Records drawn from a dataset:
▼▼▼

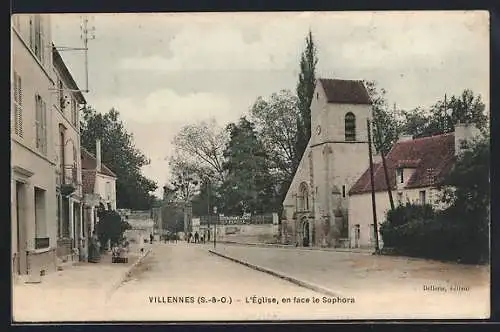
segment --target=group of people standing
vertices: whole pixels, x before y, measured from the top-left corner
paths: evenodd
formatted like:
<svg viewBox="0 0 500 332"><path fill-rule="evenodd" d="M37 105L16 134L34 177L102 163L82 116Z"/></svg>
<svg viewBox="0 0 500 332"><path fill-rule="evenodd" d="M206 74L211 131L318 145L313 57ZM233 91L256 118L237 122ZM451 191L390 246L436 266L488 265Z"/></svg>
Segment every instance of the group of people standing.
<svg viewBox="0 0 500 332"><path fill-rule="evenodd" d="M194 234L189 232L186 236L186 241L187 243L205 243L205 241L210 241L210 233L200 235L198 232Z"/></svg>

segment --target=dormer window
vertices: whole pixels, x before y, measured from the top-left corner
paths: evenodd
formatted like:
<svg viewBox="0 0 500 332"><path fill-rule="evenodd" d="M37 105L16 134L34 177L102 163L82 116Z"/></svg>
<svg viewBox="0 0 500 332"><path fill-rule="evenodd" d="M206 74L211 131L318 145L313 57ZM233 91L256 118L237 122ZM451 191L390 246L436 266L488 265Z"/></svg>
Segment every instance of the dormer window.
<svg viewBox="0 0 500 332"><path fill-rule="evenodd" d="M316 99L319 99L319 92L316 92Z"/></svg>
<svg viewBox="0 0 500 332"><path fill-rule="evenodd" d="M356 116L349 112L345 115L345 140L355 141L356 140Z"/></svg>
<svg viewBox="0 0 500 332"><path fill-rule="evenodd" d="M402 168L396 170L396 181L397 183L404 183L404 172Z"/></svg>

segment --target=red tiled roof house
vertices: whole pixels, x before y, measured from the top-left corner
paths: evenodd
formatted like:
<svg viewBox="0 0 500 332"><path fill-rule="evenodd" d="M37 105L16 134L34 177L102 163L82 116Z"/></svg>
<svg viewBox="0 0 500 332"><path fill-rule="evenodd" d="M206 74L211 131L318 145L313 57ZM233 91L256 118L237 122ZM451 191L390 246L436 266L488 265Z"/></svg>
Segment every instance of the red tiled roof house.
<svg viewBox="0 0 500 332"><path fill-rule="evenodd" d="M462 140L478 134L472 126L457 125L454 133L398 141L386 156L394 204L431 204L444 208L437 185L452 169ZM368 160L368 156L367 156ZM383 164L374 162L374 187L378 224L385 221L390 208ZM353 247L374 246L370 168L349 191L350 239ZM379 239L382 239L379 236Z"/></svg>

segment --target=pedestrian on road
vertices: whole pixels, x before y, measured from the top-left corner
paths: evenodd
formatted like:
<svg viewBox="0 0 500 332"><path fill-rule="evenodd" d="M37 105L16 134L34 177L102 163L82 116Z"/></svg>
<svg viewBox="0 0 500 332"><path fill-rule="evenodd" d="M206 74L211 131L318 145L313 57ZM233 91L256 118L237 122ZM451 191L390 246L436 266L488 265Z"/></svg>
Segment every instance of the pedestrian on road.
<svg viewBox="0 0 500 332"><path fill-rule="evenodd" d="M201 243L205 243L205 235L201 236Z"/></svg>
<svg viewBox="0 0 500 332"><path fill-rule="evenodd" d="M149 243L153 243L153 240L154 240L154 236L153 236L153 233L151 233L149 235Z"/></svg>
<svg viewBox="0 0 500 332"><path fill-rule="evenodd" d="M200 242L200 234L198 232L194 233L194 243Z"/></svg>

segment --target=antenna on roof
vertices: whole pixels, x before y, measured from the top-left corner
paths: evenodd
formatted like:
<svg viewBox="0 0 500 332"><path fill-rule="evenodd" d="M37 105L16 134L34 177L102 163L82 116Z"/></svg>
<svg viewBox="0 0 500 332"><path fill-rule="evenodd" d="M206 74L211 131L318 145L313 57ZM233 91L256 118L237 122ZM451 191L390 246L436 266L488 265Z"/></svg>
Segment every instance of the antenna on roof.
<svg viewBox="0 0 500 332"><path fill-rule="evenodd" d="M83 51L85 57L85 90L89 92L89 69L88 69L88 41L95 39L95 26L89 25L88 16L80 16L80 38L83 40L83 47L54 46L57 51ZM92 20L93 21L93 20Z"/></svg>

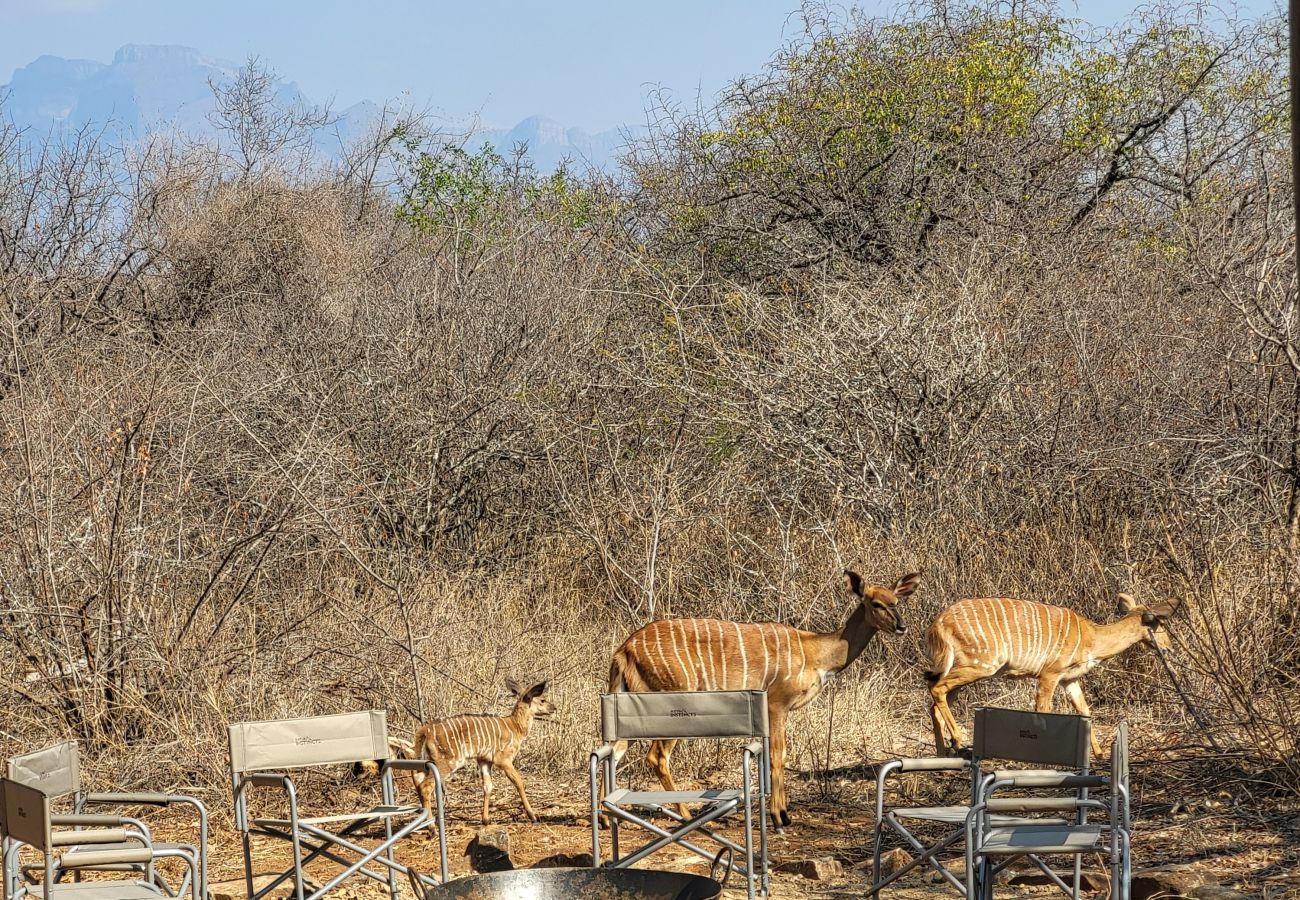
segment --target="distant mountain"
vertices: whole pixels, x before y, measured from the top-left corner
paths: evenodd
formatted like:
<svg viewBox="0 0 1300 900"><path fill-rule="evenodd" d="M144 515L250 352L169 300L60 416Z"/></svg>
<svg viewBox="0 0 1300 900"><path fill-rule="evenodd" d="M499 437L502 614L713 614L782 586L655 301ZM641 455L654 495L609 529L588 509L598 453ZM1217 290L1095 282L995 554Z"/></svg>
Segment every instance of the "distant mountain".
<svg viewBox="0 0 1300 900"><path fill-rule="evenodd" d="M128 44L108 64L41 56L0 87L0 112L38 132L111 123L134 137L156 131L205 135L212 133L209 81L224 81L238 70L236 63L179 46ZM280 82L278 91L285 101L309 102L292 81ZM354 104L338 112L331 132L344 139L358 135L378 114L379 107L370 101ZM526 145L542 171L555 169L564 159L612 169L625 142L619 129L589 134L541 116L510 129L480 128L471 143L480 139L505 156L516 145ZM337 149L337 141L333 134L322 136L319 146L329 152Z"/></svg>
<svg viewBox="0 0 1300 900"><path fill-rule="evenodd" d="M590 134L581 128L565 128L545 116L529 116L514 128L480 129L475 139L490 141L497 152L509 156L523 144L533 164L542 171L553 171L563 160L579 166L613 168L627 143L625 129L611 128Z"/></svg>
<svg viewBox="0 0 1300 900"><path fill-rule="evenodd" d="M108 65L42 56L14 72L4 105L16 123L41 131L112 122L137 135L203 132L211 128L208 79L225 80L238 68L189 47L128 44Z"/></svg>

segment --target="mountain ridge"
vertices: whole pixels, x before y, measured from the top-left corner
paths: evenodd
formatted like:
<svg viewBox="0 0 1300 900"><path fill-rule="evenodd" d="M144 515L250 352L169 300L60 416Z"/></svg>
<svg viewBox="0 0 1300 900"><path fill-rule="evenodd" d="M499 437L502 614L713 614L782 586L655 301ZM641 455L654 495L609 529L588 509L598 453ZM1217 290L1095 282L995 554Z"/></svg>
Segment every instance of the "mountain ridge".
<svg viewBox="0 0 1300 900"><path fill-rule="evenodd" d="M209 135L209 82L232 78L238 70L235 63L180 44L125 44L108 63L41 54L0 85L0 110L38 132L112 123L134 137L164 129ZM280 79L277 93L310 104L293 81ZM348 106L339 114L340 133L359 133L379 110L369 100ZM590 132L532 115L509 128L475 128L470 141L486 141L504 156L524 144L533 164L545 171L564 160L612 168L628 133L622 127Z"/></svg>

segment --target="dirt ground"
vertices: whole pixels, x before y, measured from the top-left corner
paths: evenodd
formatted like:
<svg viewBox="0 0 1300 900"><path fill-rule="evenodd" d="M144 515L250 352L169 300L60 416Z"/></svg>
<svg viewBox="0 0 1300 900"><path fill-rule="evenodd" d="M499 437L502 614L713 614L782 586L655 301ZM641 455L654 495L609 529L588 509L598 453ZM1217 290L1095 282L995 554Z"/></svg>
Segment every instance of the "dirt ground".
<svg viewBox="0 0 1300 900"><path fill-rule="evenodd" d="M500 783L504 779L498 779L493 798L496 824L509 831L510 852L516 866L526 867L558 853L587 852L590 831L585 780L546 780L536 775L525 778L530 798L541 817L537 824L524 819L514 791L508 783ZM842 865L842 874L816 881L778 872L773 876L772 896L863 896L871 882L875 783L870 773L842 773L829 780L816 781L795 774L788 784L795 822L785 833L771 837L774 866L834 857ZM921 785L902 783L900 787L909 795L911 803L911 795ZM1220 884L1261 900L1300 897L1300 803L1263 798L1250 793L1248 786L1235 794L1232 791L1198 794L1189 791L1185 783L1176 787L1179 790L1175 798L1169 790L1157 789L1154 779L1135 772L1135 868L1190 864ZM343 790L351 793L356 787L345 786ZM954 790L958 789L954 786ZM470 874L465 848L479 827L477 776L461 774L452 779L448 797L449 866L456 877ZM931 794L930 799L944 798ZM311 800L305 802L310 812ZM337 802L335 797L334 803ZM629 838L624 840L626 847ZM277 864L282 869L287 859L286 847L283 842L265 839L259 842L255 851L258 870L271 872ZM399 858L420 870L436 872L436 837L431 832L420 835L407 844ZM661 852L653 859L656 868L698 873L707 870L702 860L678 850ZM958 865L959 860L954 858L952 864ZM1100 860L1093 860L1089 865L1101 868ZM320 864L313 872L317 877L327 878L330 868L329 864ZM228 825L214 829L211 878L217 885L214 893L243 896L238 840ZM938 881L933 873L913 872L886 889L884 896L898 900L958 896ZM221 887L221 882L234 883ZM1043 887L1004 885L998 895L1034 897L1053 896L1053 893ZM384 892L379 885L358 882L339 896L341 900L349 897L360 900L382 897ZM725 896L743 897L743 885L733 880Z"/></svg>

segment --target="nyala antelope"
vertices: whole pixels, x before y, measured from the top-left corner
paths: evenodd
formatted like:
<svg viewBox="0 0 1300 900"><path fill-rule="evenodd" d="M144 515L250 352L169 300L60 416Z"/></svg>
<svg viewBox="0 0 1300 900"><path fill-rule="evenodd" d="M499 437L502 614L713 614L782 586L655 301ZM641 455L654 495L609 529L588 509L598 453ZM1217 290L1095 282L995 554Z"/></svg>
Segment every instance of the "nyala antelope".
<svg viewBox="0 0 1300 900"><path fill-rule="evenodd" d="M1100 625L1063 607L1032 600L958 600L935 617L926 634L931 668L925 678L930 682L935 750L943 755L967 743L948 706L949 692L992 675L1037 678L1039 712L1051 712L1052 695L1063 684L1075 710L1091 715L1083 676L1139 642L1169 649L1164 625L1175 609L1171 603L1142 606L1129 594L1120 594L1123 618ZM1096 732L1092 754L1101 756Z"/></svg>
<svg viewBox="0 0 1300 900"><path fill-rule="evenodd" d="M450 716L421 725L415 732L412 756L427 758L438 767L444 782L465 763L478 763L483 777L483 824L491 821L492 768L505 773L519 792L524 803L524 813L529 821L537 821L524 791L524 780L515 769L515 756L533 728L534 719L544 719L555 712L555 705L544 696L546 682L539 681L523 687L513 678L506 679L506 687L515 697L515 707L504 716L491 713ZM415 790L425 810L433 814L434 783L420 772L414 773Z"/></svg>
<svg viewBox="0 0 1300 900"><path fill-rule="evenodd" d="M832 678L862 655L877 631L907 629L898 603L916 590L919 572L893 585L869 585L845 571L845 585L857 606L838 631L819 634L775 622L720 619L661 619L634 633L614 651L609 690L767 691L772 740L772 819L790 824L785 794L785 719L816 699ZM647 761L665 790L674 791L669 759L676 741L652 741ZM627 742L615 744L619 757Z"/></svg>

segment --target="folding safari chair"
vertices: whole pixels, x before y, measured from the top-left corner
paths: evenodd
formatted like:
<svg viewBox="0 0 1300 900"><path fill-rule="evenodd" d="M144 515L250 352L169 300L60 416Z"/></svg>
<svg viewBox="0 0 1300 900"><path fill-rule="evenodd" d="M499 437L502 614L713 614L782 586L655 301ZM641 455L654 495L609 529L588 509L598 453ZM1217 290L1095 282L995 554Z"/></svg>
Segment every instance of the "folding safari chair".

▲▲▲

Your goal
Total lines with "safari" in the records above: report that figure alone.

Your response
2